* [Directions for this task]: Copy out the part of the data that opens with the line containing "Could you please spot the pink" and closes with the line containing "Could you please spot the european", replacing every "coordinates" with "positions" and changing nothing else.

* [Task data]:
══════

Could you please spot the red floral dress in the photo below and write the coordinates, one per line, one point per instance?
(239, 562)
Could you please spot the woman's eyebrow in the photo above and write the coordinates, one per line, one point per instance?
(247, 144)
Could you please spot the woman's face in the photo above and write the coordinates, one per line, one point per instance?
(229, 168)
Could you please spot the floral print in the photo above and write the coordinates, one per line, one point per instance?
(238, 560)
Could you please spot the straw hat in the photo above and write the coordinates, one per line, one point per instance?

══════

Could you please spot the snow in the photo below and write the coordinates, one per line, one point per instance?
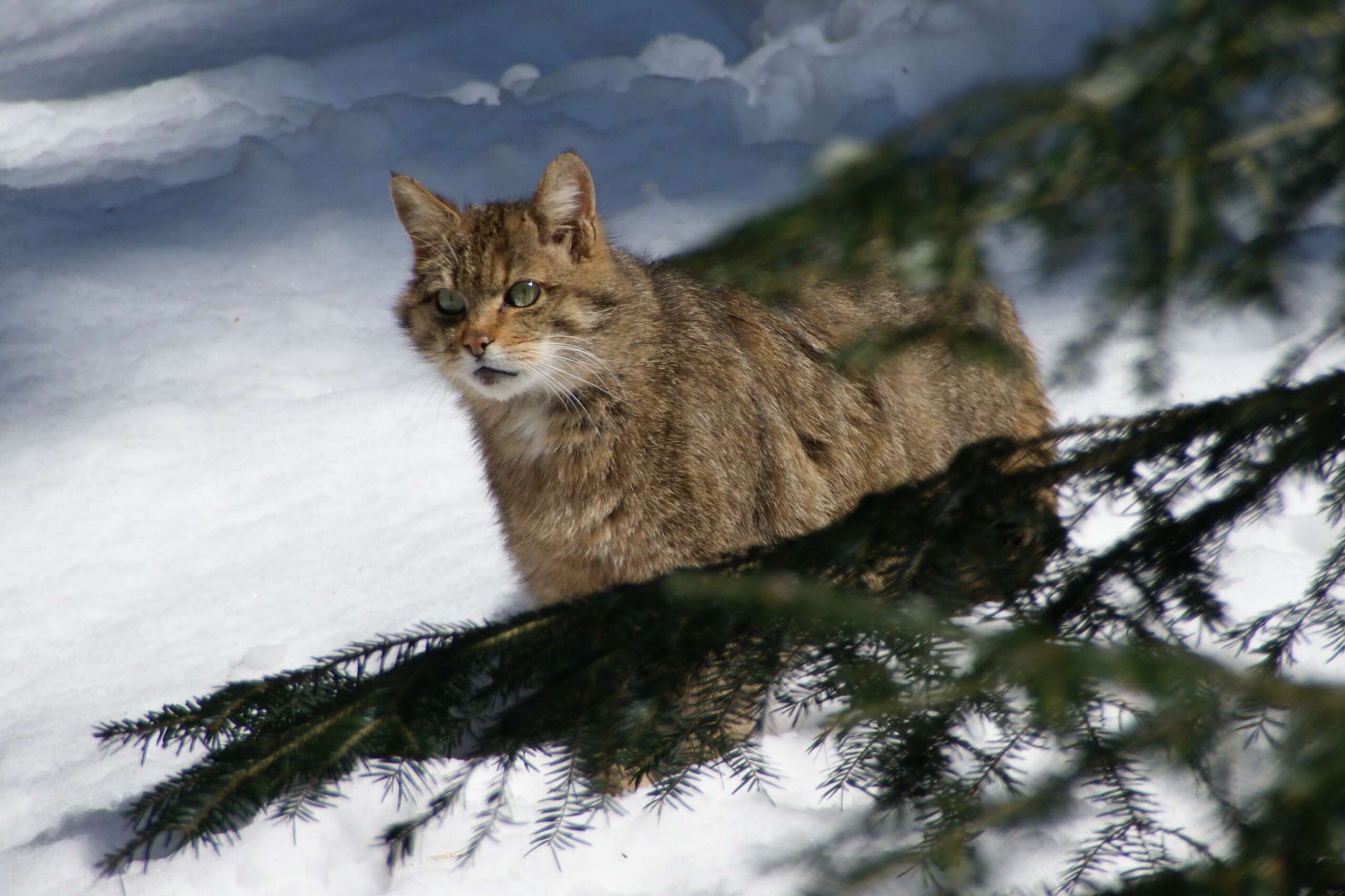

══════

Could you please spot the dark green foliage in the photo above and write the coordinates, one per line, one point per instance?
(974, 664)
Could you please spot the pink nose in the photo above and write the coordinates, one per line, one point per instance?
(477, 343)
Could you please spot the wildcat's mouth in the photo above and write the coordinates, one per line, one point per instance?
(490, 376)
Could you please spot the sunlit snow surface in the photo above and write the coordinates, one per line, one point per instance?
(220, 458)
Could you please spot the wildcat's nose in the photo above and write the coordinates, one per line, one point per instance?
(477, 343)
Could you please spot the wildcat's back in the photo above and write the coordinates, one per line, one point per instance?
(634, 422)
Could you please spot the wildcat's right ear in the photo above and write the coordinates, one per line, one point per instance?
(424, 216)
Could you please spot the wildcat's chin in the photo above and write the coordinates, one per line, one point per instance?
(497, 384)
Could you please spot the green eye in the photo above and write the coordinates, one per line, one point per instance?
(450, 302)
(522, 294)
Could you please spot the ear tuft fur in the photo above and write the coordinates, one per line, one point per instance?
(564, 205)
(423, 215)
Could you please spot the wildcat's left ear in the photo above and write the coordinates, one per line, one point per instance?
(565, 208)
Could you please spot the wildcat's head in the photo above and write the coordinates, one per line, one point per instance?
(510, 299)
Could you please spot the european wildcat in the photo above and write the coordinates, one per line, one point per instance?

══════

* [Response]:
Could you please spot the pink nose in the photo above and write the positions, one per line, one point per instance?
(477, 343)
Could you please spot the wildcat's mouth in the photo above and write the positions, one per line, one point per instance?
(490, 376)
Could you please spot the sunlit snow surface in the photo above and write the positions, one per line, one point per instance?
(220, 458)
Could you please spot the wildcat's nose in the photo above and write the positions, one per line, one point per instance?
(477, 343)
Could you please spot the wildcat's back in the photo above and write the positions, one per line, one point per instance?
(634, 422)
Could you please spot the wildcat's right ear in the photo above and write the positions, one per line, one point per instance?
(424, 216)
Could you please spot the wildcat's chin in the photo above and write the positions, one per line, one point per instance?
(497, 384)
Could you please spot the green eye in the photo above and write the positions, one per line, one point per instance?
(450, 302)
(522, 294)
Could you please spot the ear tuft fur in the photo above and write the positions, one per line, one point per instance?
(564, 205)
(423, 215)
Could you please spot the wildcat's left ear in the photo above and write the positions, one per line, one point per instance?
(565, 208)
Could you please spot the wildcat's head in the photo above and write the positions, one per line, one point per instance?
(510, 299)
Could you please spot the european wildcat in the photo above and write the positions, one per line, one point per instance?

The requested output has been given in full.